* _Exercise directions_
Answer these questions using the excerpt on county finances.
(a) By what percentage did the net revenues that Xiangyang County submitted to the central finances rise during the period?
(b) From 1990 to 2000, what percentage of Xiangyang County's total primary education budget came from the town and village administrations?
(c) Which two taxes does the DRC report say should have their revenues redistributed?

* _Excerpt to read_
- - - -

As a result, the net revenues submitted to the central finances by Xiangyang County chalked up by 220 percent during the period.

What's worse is that the provincial governments also slice a share out of the county finances, forcing the latter to turn to the town and village administrations for money to support their fiscal expenditures.

Undoubtedly, all the pressure finally piles on the back of the county, town and village administrations, which has made the grass-roots governments sometimes even unable to pay their servants' salaries.

The last straw might be the obscure division between the central and local governments on their respective public responsibilities, which has shifted to the local governments quite a few public duties actually accountable to the central government.

A good case in point is the compulsory primary education in the countryside.

Theoretically, the rural compulsory primary education, as one of important national public obligations, should mainly be financed by the central and provincial government, or at least shared by both. But the reality is right on the contrary.

During the period of 1990 to 2000, to the total primary education budget of Xiangyang County, the town and village administrations contributed 34.33 percent, while the county and the provincial governments -- including the central government's transfer payment -- offered respectively only 6.25 and 0.1 percent.

Any way out?
The DRC report suggests alleviating the county and town financial crisis in the following ways.

* Re-distribute the revenues from the value-added tax and the consumption tax.

Given the different economic levels of all provinces and their necessary spending on the primary education, medical care and other public infrastructures, the central coffers should leave more revenues to local governments.

* Improve the existing transfer payment mechanism.

The tax division between the central and local governments has strengthened the former's financial capacity, but which should not mean to sacrifice the compulsory primary education and the basic medical care in the countryside.

The current transfer payment system between the central and local governments should be upgraded to ensure the latter capable of delivering their two most fundamental public services.

* Streamline the local bureaucracies and decrease the number of fiscally-supported personnel

* Clarify the financial responsibilities between the provincial governments and the county and village administrations.

- - - -

* _Material supplied_
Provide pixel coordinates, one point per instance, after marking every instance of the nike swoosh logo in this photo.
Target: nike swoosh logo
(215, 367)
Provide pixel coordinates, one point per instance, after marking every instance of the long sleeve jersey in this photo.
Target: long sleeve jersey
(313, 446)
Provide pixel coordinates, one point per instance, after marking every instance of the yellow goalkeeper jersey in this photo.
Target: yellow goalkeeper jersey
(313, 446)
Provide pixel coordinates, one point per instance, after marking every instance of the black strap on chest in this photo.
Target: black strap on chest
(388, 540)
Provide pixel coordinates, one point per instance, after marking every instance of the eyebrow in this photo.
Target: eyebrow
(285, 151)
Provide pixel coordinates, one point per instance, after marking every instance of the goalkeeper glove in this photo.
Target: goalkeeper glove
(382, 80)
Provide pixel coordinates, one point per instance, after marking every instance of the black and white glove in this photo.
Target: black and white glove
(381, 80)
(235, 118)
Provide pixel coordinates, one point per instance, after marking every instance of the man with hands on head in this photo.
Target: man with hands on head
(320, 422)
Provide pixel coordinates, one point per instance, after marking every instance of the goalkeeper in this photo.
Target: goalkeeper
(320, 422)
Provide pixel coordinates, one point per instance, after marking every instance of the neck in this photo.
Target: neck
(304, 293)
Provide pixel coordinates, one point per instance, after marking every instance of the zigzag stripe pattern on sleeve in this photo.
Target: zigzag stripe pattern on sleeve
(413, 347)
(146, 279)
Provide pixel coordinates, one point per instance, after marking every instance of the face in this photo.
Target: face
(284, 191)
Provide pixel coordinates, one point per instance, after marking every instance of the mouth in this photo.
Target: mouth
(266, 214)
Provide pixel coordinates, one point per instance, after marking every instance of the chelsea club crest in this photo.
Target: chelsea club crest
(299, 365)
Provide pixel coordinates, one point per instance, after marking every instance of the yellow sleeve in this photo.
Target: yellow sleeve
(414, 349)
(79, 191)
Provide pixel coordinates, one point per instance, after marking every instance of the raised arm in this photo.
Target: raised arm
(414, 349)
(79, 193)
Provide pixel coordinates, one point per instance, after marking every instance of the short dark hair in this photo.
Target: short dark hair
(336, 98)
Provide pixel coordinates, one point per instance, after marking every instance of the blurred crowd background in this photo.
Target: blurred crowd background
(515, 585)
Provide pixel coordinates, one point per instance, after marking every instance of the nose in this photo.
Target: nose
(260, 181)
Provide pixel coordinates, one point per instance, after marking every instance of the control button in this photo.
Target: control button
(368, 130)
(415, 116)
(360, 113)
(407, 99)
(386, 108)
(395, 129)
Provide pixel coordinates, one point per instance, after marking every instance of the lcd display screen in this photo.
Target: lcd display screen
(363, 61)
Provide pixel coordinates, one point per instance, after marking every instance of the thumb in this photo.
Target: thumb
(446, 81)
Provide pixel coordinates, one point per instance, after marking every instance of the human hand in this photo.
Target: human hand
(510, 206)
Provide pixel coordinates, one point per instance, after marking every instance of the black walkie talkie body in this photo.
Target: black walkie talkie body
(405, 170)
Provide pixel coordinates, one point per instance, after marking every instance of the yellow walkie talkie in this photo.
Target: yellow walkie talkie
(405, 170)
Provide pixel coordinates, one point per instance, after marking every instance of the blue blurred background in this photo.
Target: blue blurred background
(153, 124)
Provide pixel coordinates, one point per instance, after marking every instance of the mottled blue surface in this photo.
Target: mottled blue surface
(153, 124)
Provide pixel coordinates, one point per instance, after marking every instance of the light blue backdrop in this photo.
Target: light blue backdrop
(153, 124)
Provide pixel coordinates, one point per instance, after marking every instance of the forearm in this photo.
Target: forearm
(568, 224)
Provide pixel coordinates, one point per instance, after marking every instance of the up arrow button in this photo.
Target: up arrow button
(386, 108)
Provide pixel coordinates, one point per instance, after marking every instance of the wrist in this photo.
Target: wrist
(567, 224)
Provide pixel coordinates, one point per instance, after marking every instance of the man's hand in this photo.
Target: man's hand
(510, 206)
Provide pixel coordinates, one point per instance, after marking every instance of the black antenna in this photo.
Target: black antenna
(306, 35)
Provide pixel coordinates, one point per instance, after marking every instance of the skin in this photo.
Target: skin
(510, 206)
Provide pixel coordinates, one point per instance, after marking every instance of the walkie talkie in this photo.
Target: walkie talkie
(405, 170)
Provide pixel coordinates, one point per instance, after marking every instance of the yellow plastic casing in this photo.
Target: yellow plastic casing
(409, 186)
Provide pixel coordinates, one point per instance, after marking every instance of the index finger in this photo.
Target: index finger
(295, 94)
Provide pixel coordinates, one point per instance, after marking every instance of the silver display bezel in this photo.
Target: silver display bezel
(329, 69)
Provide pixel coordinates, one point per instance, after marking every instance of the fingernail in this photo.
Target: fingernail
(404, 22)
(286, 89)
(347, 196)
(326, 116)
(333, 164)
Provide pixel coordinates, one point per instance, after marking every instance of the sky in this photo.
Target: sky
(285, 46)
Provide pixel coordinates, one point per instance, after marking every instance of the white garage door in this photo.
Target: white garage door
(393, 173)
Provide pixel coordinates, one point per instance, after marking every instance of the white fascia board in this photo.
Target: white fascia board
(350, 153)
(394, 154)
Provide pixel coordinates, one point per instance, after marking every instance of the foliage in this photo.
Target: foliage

- - - -

* _Result for this task_
(a) 220 percent
(b) 34.33 percent
(c) The value-added tax and the consumption tax